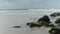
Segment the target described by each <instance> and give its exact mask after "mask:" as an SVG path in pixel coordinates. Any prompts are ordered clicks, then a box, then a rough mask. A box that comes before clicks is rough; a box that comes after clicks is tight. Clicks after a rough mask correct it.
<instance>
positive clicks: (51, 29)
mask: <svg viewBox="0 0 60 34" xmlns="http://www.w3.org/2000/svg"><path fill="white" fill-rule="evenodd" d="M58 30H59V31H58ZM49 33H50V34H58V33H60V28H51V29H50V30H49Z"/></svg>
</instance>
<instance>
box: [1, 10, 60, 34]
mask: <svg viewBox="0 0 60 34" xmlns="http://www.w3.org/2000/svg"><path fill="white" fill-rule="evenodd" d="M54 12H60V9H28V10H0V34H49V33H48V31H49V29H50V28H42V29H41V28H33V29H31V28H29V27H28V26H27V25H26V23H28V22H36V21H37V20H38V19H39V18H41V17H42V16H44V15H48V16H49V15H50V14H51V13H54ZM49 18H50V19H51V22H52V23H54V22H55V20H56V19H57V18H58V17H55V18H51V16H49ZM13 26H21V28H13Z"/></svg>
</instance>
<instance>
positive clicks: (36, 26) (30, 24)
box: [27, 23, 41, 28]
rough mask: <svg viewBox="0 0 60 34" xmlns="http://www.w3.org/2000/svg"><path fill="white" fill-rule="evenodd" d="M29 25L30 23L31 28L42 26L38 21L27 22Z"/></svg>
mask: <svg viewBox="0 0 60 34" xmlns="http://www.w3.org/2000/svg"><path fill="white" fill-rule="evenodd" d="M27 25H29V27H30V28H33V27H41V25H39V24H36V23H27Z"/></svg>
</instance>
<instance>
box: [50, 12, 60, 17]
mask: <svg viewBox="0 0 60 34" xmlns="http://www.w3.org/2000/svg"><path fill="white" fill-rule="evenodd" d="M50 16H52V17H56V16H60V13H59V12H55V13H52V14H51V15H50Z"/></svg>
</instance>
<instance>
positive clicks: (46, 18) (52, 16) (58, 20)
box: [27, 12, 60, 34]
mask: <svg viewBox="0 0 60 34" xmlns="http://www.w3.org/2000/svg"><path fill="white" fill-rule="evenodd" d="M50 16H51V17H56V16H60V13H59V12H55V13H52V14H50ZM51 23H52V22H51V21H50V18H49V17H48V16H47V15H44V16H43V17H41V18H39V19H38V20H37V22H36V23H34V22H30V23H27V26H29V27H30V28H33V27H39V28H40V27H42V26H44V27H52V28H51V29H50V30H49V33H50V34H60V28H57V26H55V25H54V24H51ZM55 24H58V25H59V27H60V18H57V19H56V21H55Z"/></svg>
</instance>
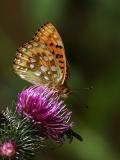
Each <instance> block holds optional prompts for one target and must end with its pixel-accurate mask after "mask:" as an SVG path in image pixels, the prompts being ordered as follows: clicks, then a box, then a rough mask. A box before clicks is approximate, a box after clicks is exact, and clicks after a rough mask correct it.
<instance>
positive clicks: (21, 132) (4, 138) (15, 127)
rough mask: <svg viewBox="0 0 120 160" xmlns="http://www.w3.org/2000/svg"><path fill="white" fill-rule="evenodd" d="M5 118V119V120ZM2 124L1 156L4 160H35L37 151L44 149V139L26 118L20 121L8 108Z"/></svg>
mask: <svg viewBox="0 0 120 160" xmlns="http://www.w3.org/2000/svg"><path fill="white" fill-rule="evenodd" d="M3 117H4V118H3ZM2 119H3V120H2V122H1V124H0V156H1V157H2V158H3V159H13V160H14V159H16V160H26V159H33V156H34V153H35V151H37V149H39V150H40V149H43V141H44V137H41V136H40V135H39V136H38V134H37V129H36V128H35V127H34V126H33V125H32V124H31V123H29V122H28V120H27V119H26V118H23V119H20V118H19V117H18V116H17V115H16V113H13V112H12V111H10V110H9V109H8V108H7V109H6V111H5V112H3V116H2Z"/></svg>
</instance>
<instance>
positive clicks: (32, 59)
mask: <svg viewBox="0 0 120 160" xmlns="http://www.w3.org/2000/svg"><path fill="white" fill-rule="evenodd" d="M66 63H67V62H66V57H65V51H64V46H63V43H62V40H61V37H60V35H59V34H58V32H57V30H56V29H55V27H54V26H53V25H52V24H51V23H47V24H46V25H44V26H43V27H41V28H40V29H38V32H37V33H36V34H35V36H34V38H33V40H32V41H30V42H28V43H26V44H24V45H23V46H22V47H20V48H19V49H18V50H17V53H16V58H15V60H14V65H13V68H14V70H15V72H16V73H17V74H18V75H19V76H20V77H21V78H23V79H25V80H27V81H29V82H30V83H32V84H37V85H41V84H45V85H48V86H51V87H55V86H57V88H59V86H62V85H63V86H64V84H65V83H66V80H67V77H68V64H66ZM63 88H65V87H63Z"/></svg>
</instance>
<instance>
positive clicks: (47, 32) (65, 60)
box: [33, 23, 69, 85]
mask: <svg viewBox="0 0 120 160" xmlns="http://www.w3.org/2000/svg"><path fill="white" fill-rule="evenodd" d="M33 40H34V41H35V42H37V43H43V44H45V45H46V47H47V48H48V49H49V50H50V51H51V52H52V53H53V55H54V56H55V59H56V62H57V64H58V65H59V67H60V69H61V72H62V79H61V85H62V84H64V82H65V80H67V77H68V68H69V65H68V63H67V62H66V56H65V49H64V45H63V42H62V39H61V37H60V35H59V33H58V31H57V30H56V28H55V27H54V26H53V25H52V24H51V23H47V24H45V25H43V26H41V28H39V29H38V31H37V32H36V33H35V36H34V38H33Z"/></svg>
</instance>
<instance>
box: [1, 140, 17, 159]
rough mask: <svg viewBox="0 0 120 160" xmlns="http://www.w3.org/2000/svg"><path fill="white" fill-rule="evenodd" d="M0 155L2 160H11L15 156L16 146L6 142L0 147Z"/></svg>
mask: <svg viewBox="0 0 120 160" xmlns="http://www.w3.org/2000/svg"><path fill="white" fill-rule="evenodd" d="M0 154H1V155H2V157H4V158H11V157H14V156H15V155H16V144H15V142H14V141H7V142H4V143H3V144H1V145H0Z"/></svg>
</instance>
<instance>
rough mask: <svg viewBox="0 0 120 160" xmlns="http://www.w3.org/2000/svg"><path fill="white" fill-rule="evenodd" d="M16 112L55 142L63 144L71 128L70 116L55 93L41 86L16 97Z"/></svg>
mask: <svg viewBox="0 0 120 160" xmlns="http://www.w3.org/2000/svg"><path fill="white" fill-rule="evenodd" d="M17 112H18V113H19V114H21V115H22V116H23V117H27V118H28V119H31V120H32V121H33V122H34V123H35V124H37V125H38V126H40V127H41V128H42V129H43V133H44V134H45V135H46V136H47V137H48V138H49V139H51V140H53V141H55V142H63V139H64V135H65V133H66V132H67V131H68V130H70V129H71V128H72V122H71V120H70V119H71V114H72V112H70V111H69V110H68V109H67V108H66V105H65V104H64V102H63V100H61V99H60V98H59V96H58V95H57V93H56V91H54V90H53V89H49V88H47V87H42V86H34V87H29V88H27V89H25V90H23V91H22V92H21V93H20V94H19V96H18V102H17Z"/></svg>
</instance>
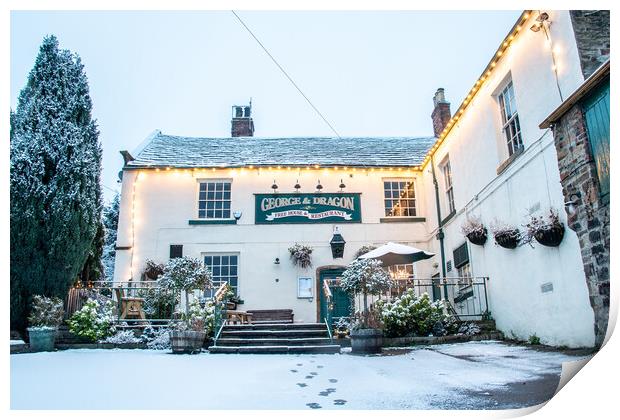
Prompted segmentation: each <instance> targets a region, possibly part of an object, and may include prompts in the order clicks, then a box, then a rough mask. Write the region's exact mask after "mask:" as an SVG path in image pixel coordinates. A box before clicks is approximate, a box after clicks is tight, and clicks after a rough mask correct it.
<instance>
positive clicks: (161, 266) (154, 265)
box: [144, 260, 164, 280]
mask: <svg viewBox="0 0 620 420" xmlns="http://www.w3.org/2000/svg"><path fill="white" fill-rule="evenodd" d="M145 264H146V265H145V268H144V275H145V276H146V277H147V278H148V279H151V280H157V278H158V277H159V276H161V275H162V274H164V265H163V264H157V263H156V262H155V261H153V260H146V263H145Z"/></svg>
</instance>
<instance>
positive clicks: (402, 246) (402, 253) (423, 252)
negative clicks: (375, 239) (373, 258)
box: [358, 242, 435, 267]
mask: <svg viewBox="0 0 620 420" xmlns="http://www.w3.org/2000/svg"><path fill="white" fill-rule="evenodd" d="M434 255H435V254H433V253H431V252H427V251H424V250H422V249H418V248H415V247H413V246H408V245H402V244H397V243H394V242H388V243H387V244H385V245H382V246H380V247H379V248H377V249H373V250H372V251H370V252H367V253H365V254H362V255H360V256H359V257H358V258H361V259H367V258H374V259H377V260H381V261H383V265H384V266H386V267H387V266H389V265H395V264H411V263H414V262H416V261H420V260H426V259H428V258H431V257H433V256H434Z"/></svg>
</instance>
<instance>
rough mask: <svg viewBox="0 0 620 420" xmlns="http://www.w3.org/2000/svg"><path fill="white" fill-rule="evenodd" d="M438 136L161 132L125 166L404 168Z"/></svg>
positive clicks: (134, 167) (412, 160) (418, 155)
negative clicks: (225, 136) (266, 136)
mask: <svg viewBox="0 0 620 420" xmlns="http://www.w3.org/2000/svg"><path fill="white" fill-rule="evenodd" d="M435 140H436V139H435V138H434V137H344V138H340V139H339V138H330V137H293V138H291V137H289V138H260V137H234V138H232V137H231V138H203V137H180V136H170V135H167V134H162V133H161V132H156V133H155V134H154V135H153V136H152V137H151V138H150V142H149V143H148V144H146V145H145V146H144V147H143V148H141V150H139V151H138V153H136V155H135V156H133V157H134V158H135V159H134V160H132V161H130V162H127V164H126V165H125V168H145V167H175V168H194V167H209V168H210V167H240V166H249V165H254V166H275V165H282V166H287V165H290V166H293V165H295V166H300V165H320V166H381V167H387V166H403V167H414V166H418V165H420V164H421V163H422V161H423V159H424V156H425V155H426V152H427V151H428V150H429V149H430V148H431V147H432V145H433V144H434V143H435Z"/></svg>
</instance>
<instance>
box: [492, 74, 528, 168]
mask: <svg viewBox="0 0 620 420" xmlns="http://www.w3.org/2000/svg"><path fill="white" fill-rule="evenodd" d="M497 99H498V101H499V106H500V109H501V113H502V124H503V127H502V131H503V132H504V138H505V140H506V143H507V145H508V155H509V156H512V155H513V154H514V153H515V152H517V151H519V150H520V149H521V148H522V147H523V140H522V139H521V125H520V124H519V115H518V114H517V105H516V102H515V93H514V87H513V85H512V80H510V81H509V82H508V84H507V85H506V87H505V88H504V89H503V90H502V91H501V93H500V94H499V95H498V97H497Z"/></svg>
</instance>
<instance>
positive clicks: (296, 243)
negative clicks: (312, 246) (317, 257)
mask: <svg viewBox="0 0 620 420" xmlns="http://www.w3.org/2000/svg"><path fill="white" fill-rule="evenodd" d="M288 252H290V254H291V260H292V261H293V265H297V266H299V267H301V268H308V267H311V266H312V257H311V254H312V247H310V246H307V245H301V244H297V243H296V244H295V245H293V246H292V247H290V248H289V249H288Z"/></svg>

^^^^^^^^

* _Assigned task_
What is needed is a verbatim copy of every line in the records above from the one containing "136L161 132L125 166L404" down to the one containing "positive clicks: (134, 167)", both included, and nothing more.

* _Answer section_
rough mask: <svg viewBox="0 0 620 420" xmlns="http://www.w3.org/2000/svg"><path fill="white" fill-rule="evenodd" d="M438 136L161 132L125 166L404 168Z"/></svg>
positive clicks: (134, 167) (412, 160) (418, 155)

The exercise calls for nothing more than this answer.